= THE PROBLEM =
Format all of the material below as a JSON list of strings, one string per line, with blank lines omitted.
::: DATA PROVIDED :::
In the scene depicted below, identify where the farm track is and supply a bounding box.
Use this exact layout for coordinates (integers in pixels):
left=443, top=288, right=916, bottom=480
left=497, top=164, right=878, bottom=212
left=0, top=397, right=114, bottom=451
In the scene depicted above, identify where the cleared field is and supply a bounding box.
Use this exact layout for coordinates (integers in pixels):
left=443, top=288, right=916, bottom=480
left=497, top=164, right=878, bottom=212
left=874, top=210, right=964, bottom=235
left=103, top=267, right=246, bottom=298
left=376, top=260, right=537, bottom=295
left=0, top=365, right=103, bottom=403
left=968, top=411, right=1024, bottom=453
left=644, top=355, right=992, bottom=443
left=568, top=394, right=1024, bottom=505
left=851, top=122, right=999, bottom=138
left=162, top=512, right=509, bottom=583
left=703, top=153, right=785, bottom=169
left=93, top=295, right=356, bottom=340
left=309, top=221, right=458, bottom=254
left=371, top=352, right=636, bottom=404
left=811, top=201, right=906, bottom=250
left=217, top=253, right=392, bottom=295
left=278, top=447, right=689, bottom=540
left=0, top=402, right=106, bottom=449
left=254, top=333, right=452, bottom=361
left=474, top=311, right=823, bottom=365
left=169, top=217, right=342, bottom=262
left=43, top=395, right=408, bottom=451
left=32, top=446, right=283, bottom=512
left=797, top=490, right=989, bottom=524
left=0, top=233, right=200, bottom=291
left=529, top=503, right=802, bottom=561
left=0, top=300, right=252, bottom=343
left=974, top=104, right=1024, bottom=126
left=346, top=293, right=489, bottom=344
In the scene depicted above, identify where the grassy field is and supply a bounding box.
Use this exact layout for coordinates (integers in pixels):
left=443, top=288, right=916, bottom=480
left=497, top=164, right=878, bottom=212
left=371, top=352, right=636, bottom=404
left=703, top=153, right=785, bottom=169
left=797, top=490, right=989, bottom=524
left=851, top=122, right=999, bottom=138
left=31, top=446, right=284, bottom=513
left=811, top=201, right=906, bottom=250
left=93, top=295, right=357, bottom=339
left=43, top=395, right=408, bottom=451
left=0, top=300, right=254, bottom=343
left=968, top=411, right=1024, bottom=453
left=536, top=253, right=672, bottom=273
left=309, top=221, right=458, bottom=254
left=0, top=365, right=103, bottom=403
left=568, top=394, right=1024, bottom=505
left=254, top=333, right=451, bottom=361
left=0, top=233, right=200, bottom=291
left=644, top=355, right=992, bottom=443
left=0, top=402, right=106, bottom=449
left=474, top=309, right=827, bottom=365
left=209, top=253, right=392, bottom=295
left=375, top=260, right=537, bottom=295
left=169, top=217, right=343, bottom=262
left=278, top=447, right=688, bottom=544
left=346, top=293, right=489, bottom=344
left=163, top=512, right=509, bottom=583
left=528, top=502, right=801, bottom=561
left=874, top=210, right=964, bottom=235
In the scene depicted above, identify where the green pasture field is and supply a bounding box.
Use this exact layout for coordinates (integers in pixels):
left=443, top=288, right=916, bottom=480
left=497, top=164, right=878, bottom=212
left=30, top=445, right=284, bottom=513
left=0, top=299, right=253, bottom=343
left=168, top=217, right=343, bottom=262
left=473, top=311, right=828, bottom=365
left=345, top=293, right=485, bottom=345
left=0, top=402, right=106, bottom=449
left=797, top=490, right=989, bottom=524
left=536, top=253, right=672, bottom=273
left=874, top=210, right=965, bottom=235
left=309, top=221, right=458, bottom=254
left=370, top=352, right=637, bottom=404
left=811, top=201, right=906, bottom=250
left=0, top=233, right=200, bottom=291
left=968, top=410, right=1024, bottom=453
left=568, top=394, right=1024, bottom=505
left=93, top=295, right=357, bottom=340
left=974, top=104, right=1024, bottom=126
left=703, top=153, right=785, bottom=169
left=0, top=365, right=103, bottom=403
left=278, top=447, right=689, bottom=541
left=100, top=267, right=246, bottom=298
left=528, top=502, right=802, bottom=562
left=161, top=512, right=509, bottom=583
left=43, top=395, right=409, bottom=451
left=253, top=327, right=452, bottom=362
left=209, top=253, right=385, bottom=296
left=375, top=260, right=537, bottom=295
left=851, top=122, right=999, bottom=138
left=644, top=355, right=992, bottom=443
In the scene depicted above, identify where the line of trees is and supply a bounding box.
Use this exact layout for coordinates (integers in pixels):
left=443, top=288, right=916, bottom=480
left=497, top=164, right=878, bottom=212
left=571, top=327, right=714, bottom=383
:::
= SOLUTION BELOW =
[
  "In the scene depicted below, identify where the farm track is and supply a bounding box.",
  "Use this exact layout for coordinates (integers in pixels):",
  "left=443, top=288, right=916, bottom=480",
  "left=497, top=164, right=878, bottom=212",
  "left=0, top=397, right=114, bottom=451",
  "In the scene depicted above, identify where the cleared field is and supply a bounding box.",
  "Use this exact layout for coordinates (integers in pixels):",
  "left=443, top=288, right=916, bottom=480",
  "left=497, top=164, right=878, bottom=212",
  "left=874, top=210, right=964, bottom=235",
  "left=103, top=267, right=246, bottom=298",
  "left=376, top=260, right=537, bottom=295",
  "left=0, top=365, right=103, bottom=403",
  "left=968, top=411, right=1024, bottom=453",
  "left=644, top=355, right=992, bottom=443",
  "left=568, top=394, right=1024, bottom=505",
  "left=851, top=122, right=999, bottom=138",
  "left=162, top=512, right=509, bottom=583",
  "left=703, top=153, right=785, bottom=169",
  "left=93, top=295, right=356, bottom=340",
  "left=309, top=221, right=458, bottom=254",
  "left=371, top=352, right=636, bottom=404",
  "left=811, top=201, right=906, bottom=250",
  "left=217, top=253, right=392, bottom=295",
  "left=278, top=447, right=689, bottom=540",
  "left=0, top=402, right=106, bottom=449",
  "left=254, top=333, right=452, bottom=361",
  "left=474, top=311, right=823, bottom=365",
  "left=169, top=217, right=342, bottom=262",
  "left=43, top=395, right=408, bottom=451",
  "left=32, top=446, right=283, bottom=512",
  "left=797, top=490, right=989, bottom=524",
  "left=0, top=233, right=200, bottom=291",
  "left=529, top=503, right=802, bottom=561",
  "left=0, top=300, right=252, bottom=343",
  "left=974, top=104, right=1024, bottom=126",
  "left=346, top=293, right=489, bottom=344",
  "In the scene depicted above, identify where the grassy field is and supply a bounding box.",
  "Use this exact layout for coordinates (integers in pixels):",
  "left=443, top=288, right=916, bottom=480",
  "left=497, top=164, right=878, bottom=212",
  "left=371, top=352, right=636, bottom=404",
  "left=703, top=153, right=785, bottom=169",
  "left=797, top=490, right=989, bottom=524",
  "left=851, top=122, right=999, bottom=138",
  "left=31, top=446, right=284, bottom=513",
  "left=811, top=201, right=906, bottom=250",
  "left=93, top=295, right=357, bottom=339",
  "left=43, top=395, right=408, bottom=451",
  "left=0, top=300, right=254, bottom=343",
  "left=968, top=411, right=1024, bottom=453",
  "left=536, top=253, right=672, bottom=273",
  "left=309, top=221, right=458, bottom=254",
  "left=0, top=365, right=103, bottom=403",
  "left=568, top=394, right=1024, bottom=505",
  "left=254, top=333, right=451, bottom=361",
  "left=0, top=233, right=200, bottom=291",
  "left=644, top=355, right=992, bottom=443",
  "left=0, top=402, right=106, bottom=449",
  "left=474, top=309, right=827, bottom=365",
  "left=209, top=253, right=392, bottom=295",
  "left=375, top=260, right=537, bottom=295",
  "left=169, top=217, right=343, bottom=262",
  "left=278, top=447, right=688, bottom=544",
  "left=346, top=293, right=489, bottom=344",
  "left=163, top=512, right=509, bottom=583",
  "left=528, top=502, right=801, bottom=561",
  "left=874, top=210, right=964, bottom=235",
  "In the scene depicted above, identify where the green pasture field is and supply a bounding box.",
  "Use this exact layout for coordinates (integers in pixels):",
  "left=443, top=288, right=916, bottom=480",
  "left=497, top=164, right=878, bottom=212",
  "left=30, top=445, right=284, bottom=513",
  "left=0, top=299, right=253, bottom=343",
  "left=168, top=217, right=343, bottom=262",
  "left=473, top=311, right=828, bottom=365",
  "left=345, top=293, right=485, bottom=345",
  "left=0, top=402, right=106, bottom=449",
  "left=797, top=490, right=989, bottom=524",
  "left=536, top=253, right=672, bottom=273",
  "left=874, top=210, right=965, bottom=235",
  "left=309, top=221, right=458, bottom=254",
  "left=370, top=352, right=637, bottom=404",
  "left=811, top=201, right=906, bottom=250",
  "left=0, top=233, right=200, bottom=291",
  "left=968, top=410, right=1024, bottom=453",
  "left=568, top=394, right=1024, bottom=505",
  "left=93, top=295, right=357, bottom=340",
  "left=974, top=104, right=1024, bottom=126",
  "left=703, top=153, right=785, bottom=169",
  "left=0, top=365, right=103, bottom=403",
  "left=278, top=447, right=689, bottom=541",
  "left=100, top=267, right=246, bottom=298",
  "left=528, top=502, right=802, bottom=562",
  "left=161, top=512, right=509, bottom=583",
  "left=43, top=395, right=409, bottom=451",
  "left=253, top=327, right=452, bottom=362",
  "left=209, top=253, right=385, bottom=296",
  "left=375, top=260, right=537, bottom=295",
  "left=851, top=122, right=999, bottom=138",
  "left=644, top=355, right=992, bottom=443",
  "In the scene depicted above, identify where the line of trees is and supply a bounding box.",
  "Use this exact layout for coordinates (integers in pixels):",
  "left=443, top=288, right=916, bottom=480",
  "left=497, top=164, right=878, bottom=212",
  "left=571, top=327, right=714, bottom=383"
]